# [Source data]
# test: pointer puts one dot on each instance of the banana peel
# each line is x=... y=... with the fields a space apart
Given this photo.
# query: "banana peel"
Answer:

# [Written problem]
Give the material above as a Markdown table with the columns Row and Line, one row per line and blank lines left out.

# [Solution below]
| Row | Line |
|---|---|
| 1 | # test: pointer puts one dot on each instance of the banana peel |
| 2 | # each line is x=... y=... with the fields a space apart |
| 3 | Given this photo. |
| 4 | # query: "banana peel" |
| 5 | Answer: |